### What is being asked
Only the lines from the one containing "Where can the water" through the end of the entries should be repeated, exactly as they appear, first and last included.

### Records for this task
-------------------------
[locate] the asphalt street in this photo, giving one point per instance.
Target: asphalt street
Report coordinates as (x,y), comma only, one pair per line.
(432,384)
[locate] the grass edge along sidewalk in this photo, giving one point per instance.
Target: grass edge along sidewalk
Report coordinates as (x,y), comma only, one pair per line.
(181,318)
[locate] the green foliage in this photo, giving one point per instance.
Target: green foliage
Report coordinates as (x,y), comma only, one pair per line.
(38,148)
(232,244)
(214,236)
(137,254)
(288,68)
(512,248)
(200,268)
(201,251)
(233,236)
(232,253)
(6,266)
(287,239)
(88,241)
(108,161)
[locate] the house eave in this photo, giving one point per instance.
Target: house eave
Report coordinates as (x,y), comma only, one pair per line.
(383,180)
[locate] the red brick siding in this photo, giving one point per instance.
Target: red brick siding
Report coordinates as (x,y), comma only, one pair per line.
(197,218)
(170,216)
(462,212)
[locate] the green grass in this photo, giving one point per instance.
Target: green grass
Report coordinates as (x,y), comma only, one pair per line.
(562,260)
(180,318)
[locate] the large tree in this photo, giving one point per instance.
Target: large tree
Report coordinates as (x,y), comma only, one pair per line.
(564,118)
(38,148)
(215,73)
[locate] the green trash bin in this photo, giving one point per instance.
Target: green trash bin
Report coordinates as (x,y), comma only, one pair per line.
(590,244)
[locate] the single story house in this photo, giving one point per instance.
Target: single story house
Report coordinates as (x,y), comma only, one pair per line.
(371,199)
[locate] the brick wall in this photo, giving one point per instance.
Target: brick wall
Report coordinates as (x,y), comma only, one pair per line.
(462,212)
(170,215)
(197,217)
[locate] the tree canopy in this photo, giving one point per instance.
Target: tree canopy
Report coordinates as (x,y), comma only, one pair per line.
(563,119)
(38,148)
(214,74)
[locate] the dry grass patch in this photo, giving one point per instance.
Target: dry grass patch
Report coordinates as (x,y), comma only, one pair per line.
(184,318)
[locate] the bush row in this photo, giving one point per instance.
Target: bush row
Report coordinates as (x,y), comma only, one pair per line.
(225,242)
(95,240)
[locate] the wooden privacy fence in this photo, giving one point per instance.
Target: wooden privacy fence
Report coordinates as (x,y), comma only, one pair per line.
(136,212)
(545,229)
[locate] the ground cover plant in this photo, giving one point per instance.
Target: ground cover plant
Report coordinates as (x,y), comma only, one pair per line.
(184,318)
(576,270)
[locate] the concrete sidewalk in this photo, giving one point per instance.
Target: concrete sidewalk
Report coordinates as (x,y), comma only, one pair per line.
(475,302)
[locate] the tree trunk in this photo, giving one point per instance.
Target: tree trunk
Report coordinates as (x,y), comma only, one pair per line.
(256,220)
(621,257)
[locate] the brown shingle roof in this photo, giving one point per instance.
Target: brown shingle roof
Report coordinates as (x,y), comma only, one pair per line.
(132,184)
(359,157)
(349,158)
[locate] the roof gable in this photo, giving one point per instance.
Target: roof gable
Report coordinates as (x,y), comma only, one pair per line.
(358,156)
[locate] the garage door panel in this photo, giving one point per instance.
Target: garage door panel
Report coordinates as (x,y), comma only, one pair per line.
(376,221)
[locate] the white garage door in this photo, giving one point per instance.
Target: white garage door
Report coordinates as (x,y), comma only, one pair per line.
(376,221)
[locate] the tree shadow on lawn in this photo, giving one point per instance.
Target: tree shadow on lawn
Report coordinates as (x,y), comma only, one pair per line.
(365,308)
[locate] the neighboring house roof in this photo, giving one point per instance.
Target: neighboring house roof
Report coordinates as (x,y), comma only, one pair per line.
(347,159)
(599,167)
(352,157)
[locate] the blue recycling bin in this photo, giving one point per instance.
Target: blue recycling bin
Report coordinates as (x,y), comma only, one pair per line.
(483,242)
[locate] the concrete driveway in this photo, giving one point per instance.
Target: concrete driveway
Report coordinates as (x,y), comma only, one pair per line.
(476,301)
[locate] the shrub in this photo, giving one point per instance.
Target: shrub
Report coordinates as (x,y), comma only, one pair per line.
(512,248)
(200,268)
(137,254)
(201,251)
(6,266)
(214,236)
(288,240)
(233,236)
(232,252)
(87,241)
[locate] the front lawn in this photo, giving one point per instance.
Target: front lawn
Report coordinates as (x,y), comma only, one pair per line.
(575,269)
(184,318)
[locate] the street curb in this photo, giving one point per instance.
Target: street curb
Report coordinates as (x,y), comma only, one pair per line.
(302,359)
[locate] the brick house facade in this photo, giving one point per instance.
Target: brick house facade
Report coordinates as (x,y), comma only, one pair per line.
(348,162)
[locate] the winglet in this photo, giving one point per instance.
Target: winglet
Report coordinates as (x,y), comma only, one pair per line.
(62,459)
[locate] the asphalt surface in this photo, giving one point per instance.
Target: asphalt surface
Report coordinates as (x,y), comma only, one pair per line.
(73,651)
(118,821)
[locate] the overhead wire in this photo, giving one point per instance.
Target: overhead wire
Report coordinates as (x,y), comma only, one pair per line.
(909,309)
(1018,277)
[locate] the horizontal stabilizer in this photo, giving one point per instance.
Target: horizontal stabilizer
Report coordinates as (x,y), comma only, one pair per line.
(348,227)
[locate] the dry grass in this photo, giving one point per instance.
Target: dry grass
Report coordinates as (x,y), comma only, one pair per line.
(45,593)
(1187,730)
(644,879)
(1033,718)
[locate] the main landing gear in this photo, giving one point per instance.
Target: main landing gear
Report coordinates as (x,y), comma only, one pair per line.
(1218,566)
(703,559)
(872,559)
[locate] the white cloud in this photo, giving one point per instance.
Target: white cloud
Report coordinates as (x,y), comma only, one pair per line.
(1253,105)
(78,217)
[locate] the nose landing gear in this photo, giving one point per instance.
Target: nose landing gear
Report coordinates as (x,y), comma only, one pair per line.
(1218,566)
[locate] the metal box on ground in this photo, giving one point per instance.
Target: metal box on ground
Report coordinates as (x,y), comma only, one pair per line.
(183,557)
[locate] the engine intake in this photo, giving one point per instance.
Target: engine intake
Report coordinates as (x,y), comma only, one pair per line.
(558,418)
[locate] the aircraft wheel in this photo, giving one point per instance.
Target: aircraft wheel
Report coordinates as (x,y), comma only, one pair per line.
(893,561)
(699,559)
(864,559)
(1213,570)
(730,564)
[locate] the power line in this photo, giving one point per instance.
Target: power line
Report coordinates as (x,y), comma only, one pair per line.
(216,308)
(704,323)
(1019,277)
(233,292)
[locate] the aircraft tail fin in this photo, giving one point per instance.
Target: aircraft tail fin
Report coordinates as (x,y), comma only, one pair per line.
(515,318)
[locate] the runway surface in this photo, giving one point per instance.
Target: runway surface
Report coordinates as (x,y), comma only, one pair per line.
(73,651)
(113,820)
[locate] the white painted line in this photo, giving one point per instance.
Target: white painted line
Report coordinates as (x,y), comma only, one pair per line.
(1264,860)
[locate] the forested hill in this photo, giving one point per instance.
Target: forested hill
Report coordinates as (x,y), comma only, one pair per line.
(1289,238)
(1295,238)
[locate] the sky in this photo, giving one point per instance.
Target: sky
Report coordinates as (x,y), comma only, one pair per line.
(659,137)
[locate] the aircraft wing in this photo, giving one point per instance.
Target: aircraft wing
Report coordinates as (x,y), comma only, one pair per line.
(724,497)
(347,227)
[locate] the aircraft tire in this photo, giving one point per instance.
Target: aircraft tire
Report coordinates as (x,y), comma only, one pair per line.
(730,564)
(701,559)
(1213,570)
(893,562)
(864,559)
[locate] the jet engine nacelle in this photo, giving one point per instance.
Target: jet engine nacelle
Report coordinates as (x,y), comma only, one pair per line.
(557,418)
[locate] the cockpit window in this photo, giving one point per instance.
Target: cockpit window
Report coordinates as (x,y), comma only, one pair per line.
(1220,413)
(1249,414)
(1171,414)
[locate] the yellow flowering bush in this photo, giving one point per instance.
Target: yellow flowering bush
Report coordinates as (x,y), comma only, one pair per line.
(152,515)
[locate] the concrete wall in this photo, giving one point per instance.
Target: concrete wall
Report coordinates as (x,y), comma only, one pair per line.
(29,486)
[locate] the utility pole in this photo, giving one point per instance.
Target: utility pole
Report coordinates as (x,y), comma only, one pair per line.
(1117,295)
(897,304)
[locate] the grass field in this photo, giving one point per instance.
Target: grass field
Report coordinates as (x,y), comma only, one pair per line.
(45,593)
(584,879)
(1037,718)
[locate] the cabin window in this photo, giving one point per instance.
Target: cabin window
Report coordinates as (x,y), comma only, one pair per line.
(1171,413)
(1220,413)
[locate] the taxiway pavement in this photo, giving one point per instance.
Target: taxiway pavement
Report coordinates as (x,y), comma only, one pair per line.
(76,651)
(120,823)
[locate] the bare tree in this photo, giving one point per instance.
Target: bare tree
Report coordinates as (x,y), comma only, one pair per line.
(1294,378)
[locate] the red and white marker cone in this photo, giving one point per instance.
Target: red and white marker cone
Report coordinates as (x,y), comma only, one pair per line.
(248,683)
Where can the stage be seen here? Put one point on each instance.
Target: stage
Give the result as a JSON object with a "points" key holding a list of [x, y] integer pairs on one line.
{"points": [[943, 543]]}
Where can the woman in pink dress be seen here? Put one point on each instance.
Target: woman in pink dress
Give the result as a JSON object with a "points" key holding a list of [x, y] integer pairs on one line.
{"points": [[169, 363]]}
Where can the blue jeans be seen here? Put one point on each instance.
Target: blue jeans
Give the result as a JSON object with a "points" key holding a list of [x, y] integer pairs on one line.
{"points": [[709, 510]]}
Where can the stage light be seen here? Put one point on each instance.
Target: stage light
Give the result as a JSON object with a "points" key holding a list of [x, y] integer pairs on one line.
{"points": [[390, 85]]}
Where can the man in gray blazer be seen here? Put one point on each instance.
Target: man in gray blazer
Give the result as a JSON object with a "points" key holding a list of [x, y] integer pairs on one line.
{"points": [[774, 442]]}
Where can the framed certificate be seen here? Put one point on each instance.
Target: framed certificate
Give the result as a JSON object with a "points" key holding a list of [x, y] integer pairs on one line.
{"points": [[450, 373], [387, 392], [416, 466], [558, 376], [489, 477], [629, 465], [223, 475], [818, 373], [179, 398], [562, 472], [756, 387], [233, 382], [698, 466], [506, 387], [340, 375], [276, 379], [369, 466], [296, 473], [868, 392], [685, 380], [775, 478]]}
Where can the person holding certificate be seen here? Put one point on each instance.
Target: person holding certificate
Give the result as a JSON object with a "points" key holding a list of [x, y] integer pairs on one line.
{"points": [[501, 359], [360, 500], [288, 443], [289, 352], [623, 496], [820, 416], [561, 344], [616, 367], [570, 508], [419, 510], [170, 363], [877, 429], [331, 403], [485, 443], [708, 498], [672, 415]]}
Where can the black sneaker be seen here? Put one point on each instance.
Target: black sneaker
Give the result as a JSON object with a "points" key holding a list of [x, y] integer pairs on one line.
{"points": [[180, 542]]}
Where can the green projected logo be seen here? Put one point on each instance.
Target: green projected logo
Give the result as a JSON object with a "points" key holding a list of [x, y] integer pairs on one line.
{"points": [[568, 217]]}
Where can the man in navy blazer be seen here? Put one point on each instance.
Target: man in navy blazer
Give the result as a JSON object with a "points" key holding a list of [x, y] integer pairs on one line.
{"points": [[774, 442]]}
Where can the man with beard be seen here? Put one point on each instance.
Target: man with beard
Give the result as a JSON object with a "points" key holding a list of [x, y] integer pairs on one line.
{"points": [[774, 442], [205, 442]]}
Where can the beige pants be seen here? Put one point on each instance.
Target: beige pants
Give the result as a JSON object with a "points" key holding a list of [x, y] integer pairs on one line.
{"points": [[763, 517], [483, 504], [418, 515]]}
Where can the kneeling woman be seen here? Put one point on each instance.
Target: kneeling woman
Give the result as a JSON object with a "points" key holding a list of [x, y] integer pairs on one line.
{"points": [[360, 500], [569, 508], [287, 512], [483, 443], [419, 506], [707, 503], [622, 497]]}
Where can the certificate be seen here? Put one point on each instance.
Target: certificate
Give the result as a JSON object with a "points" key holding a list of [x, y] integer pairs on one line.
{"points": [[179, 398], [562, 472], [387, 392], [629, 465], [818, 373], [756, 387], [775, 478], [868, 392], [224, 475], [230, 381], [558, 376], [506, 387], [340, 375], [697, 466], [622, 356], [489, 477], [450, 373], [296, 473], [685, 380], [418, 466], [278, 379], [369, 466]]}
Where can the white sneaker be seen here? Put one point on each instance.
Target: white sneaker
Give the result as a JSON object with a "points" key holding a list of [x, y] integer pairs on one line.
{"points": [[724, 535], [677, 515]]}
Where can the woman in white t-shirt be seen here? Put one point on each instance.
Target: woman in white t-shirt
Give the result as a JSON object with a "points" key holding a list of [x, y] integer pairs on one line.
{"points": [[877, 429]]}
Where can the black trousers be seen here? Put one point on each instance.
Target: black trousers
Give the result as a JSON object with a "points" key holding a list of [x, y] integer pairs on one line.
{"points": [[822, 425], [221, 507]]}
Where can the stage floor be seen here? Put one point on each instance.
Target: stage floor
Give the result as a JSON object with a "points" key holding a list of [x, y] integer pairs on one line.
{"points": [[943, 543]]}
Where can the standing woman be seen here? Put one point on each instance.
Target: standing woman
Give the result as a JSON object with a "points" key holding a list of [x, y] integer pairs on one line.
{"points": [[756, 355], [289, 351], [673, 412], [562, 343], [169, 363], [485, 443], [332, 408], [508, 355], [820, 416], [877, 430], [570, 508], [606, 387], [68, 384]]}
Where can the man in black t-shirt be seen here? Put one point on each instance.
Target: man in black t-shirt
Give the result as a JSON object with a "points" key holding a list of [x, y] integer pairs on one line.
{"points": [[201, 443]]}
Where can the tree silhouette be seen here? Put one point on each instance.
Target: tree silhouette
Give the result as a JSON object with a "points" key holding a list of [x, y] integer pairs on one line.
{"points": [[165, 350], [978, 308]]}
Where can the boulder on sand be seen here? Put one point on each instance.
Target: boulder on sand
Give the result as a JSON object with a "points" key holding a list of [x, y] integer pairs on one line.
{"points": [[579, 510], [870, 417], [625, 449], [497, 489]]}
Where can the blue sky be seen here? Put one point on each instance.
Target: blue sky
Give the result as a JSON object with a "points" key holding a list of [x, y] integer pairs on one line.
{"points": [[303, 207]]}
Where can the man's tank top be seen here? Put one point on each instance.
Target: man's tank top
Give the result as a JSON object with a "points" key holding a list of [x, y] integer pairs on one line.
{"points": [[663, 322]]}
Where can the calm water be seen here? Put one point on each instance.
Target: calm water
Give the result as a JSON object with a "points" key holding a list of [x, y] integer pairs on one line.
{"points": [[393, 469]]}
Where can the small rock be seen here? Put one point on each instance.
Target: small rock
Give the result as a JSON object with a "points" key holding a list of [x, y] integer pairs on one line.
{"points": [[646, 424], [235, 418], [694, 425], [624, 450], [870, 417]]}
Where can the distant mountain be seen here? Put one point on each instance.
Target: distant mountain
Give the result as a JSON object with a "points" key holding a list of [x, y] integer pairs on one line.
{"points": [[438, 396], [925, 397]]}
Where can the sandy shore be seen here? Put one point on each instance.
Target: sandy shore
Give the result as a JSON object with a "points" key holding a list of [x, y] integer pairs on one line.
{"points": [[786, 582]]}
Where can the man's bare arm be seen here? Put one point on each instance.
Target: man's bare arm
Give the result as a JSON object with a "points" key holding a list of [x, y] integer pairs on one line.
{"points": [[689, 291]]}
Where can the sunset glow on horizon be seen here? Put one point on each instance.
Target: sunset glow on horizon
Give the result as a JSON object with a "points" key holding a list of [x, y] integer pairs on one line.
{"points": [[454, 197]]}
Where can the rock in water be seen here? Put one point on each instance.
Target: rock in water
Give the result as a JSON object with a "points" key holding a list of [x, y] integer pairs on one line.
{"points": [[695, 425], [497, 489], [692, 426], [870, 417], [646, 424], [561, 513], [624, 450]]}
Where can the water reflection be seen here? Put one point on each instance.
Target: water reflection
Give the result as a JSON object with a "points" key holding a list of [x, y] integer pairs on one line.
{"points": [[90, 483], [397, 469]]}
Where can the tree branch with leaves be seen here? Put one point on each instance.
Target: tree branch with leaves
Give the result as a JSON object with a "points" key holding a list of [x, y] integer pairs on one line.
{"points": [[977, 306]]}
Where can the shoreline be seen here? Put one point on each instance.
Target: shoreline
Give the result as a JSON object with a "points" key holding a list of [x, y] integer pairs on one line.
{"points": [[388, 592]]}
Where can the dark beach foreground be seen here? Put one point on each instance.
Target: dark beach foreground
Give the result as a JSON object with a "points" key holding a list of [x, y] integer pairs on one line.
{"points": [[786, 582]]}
-------------------------
### Task result
Where can the water reflection be seen here? Put one point on each instance.
Target: water reflection
Give the result as a JSON object with a "points" key holding a list of [x, y] integer pairs on one line.
{"points": [[90, 483], [397, 469]]}
Where can the tree branch with leaves be seen here? Put one point on each instance.
Target: tree branch with leaves
Give the result as a JSON object with a "points" key holding a list of [x, y] integer pairs on one line.
{"points": [[977, 306]]}
Where can the shoreline be seen here? Put one point on each instance.
Target: shoreline
Give the result as a JSON object with a "points" key holding a list of [x, y] integer pairs on one line.
{"points": [[388, 592]]}
Where can the dark beach foreground be seen here? Put one point on each instance.
Target: dark beach foreground
Give the result as a JSON object with a "points" key holding a list of [x, y] integer pairs on one line.
{"points": [[786, 582]]}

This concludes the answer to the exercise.